Dataset entries:
+ + +
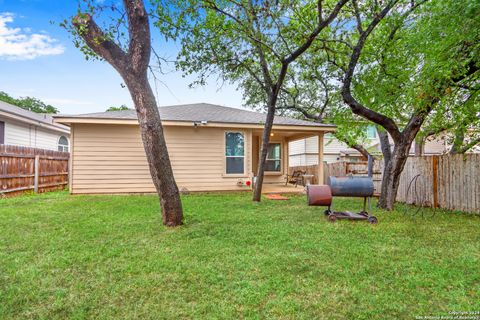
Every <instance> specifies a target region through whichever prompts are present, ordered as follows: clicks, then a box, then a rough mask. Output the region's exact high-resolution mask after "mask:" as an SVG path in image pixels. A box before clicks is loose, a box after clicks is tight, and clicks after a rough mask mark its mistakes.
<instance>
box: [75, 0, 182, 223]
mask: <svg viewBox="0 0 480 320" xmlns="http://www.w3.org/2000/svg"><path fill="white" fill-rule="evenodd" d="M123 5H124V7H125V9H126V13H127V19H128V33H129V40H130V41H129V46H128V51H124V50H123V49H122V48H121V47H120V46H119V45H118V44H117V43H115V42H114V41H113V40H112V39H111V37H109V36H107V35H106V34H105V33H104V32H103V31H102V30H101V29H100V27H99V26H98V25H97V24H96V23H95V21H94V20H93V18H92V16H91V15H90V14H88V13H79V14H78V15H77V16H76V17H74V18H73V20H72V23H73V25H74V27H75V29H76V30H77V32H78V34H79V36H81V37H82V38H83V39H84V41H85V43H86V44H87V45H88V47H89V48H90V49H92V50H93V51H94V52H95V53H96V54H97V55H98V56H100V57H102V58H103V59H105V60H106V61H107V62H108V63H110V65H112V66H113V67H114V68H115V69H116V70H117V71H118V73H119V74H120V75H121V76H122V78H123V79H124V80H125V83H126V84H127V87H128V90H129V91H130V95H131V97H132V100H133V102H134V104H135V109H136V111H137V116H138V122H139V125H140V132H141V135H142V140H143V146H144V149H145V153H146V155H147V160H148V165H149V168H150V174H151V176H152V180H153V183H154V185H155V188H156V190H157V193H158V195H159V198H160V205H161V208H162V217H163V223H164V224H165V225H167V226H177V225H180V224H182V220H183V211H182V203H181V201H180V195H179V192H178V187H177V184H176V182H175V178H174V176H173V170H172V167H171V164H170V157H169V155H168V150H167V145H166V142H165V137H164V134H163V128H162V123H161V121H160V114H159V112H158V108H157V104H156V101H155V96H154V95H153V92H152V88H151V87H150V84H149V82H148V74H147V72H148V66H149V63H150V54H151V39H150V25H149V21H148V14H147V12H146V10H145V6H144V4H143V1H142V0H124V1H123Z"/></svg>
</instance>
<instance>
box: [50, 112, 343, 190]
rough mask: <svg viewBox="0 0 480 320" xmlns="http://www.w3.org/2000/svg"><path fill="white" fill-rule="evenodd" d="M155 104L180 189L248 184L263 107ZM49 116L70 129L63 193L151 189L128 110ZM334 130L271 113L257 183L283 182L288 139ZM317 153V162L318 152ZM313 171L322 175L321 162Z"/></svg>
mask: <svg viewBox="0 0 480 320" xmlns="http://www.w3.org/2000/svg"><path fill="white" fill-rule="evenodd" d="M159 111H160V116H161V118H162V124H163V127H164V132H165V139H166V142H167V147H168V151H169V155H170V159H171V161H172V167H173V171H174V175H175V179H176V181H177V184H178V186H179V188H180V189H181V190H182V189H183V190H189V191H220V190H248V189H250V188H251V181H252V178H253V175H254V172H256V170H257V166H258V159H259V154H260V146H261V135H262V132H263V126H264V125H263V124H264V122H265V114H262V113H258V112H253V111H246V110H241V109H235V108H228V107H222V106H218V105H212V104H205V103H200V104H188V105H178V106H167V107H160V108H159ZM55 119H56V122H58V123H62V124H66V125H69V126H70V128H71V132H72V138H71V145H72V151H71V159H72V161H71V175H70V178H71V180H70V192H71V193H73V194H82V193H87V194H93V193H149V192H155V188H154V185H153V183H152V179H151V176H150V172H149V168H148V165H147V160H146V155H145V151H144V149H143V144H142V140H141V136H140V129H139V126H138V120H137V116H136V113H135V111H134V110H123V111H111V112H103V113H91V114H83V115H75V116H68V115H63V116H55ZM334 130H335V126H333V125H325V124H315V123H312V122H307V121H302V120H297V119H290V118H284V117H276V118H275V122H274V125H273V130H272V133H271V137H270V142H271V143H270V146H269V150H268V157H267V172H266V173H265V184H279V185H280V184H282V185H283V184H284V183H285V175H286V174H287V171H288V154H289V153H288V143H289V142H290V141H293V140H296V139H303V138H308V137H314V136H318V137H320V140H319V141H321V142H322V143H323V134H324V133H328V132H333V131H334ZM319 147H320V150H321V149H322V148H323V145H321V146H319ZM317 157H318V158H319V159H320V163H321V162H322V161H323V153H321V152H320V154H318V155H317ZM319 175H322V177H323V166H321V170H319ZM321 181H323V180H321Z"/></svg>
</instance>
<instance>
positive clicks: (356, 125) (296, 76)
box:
+ + +
From the first line to the last, retype the data above exactly, but not its images.

Every <instance> specifies a target region through whichever prompts are present, ordered as follows: clicks, then a box, then a rough mask. Output the region's exact high-resolution mask after "mask:" as an SVG path in image pixels. A box before clicks is loose, a box after clicks is tight, and clicks after a rough mask mark its mistakes.
<instance>
box: [75, 0, 182, 223]
mask: <svg viewBox="0 0 480 320" xmlns="http://www.w3.org/2000/svg"><path fill="white" fill-rule="evenodd" d="M123 5H124V7H125V9H126V13H127V19H128V33H129V40H130V41H129V46H128V51H124V50H123V49H122V48H121V47H120V46H119V45H118V44H117V43H115V42H114V41H113V40H112V39H111V37H109V36H107V35H106V34H105V33H104V32H103V31H102V30H101V29H100V27H99V26H98V25H97V24H96V23H95V21H94V20H93V18H92V16H91V15H90V14H88V13H79V14H78V15H77V16H76V17H74V18H73V20H72V23H73V25H74V27H75V29H76V30H77V32H78V34H79V36H81V37H82V38H83V39H84V41H85V43H86V44H87V45H88V47H89V48H90V49H92V50H93V51H94V52H95V53H96V54H97V55H98V56H100V57H102V58H103V59H105V60H106V61H107V62H108V63H110V65H112V66H113V67H114V68H115V69H116V70H117V71H118V73H119V74H120V75H121V76H122V78H123V79H124V80H125V83H126V84H127V87H128V90H129V91H130V95H131V97H132V100H133V102H134V104H135V109H136V111H137V116H138V122H139V125H140V132H141V135H142V140H143V146H144V149H145V153H146V155H147V160H148V165H149V168H150V174H151V176H152V180H153V183H154V185H155V188H156V190H157V193H158V195H159V198H160V205H161V208H162V217H163V223H164V224H165V225H167V226H177V225H180V224H182V220H183V211H182V203H181V201H180V195H179V192H178V187H177V184H176V182H175V178H174V176H173V170H172V167H171V164H170V157H169V155H168V150H167V145H166V142H165V137H164V134H163V128H162V123H161V121H160V114H159V112H158V108H157V104H156V101H155V96H154V95H153V92H152V88H151V87H150V84H149V82H148V74H147V72H148V66H149V63H150V54H151V39H150V25H149V21H148V14H147V12H146V10H145V6H144V4H143V1H142V0H124V1H123Z"/></svg>
</instance>
<instance>
box: [50, 112, 343, 190]
rough mask: <svg viewBox="0 0 480 320" xmlns="http://www.w3.org/2000/svg"><path fill="white" fill-rule="evenodd" d="M155 104L180 189L248 184L263 107ZM49 116L70 129L63 193L151 189L128 110ZM334 130L271 113L257 183L283 182L288 139ZM317 153V162L318 152ZM313 171L322 175L321 162Z"/></svg>
mask: <svg viewBox="0 0 480 320" xmlns="http://www.w3.org/2000/svg"><path fill="white" fill-rule="evenodd" d="M159 111H160V116H161V118H162V124H163V127H164V132H165V139H166V142H167V147H168V151H169V155H170V159H171V161H172V167H173V171H174V175H175V179H176V181H177V184H178V186H179V188H180V189H181V190H182V189H183V190H189V191H220V190H248V189H250V188H251V181H252V178H253V175H254V172H256V170H257V166H258V159H259V154H260V146H261V135H262V132H263V126H264V125H263V124H264V122H265V114H262V113H258V112H253V111H246V110H241V109H235V108H228V107H222V106H218V105H212V104H205V103H200V104H188V105H178V106H167V107H160V108H159ZM55 119H56V122H58V123H62V124H66V125H69V126H70V128H71V132H72V138H71V145H72V151H71V159H72V161H71V175H70V178H71V180H70V192H71V193H73V194H82V193H87V194H93V193H149V192H155V188H154V185H153V183H152V179H151V176H150V172H149V168H148V165H147V160H146V155H145V151H144V149H143V144H142V140H141V136H140V129H139V126H138V120H137V116H136V113H135V111H134V110H123V111H111V112H103V113H91V114H83V115H75V116H68V115H63V116H55ZM334 130H335V126H333V125H325V124H315V123H312V122H307V121H302V120H297V119H290V118H284V117H276V118H275V122H274V125H273V130H272V133H271V137H270V142H271V143H270V146H269V150H268V157H267V172H266V173H265V184H279V185H280V184H282V185H283V184H284V183H285V175H286V174H287V171H288V154H289V153H288V143H289V142H290V141H293V140H296V139H303V138H308V137H314V136H318V137H320V140H319V141H321V142H322V143H323V134H324V133H328V132H333V131H334ZM319 147H320V150H321V149H322V148H323V145H321V146H319ZM317 157H318V158H319V159H320V163H321V162H322V161H323V153H321V152H320V154H318V155H317ZM319 175H322V177H323V166H321V170H319ZM321 181H323V180H321Z"/></svg>
</instance>
<instance>
positive clicks: (356, 125) (296, 76)
box:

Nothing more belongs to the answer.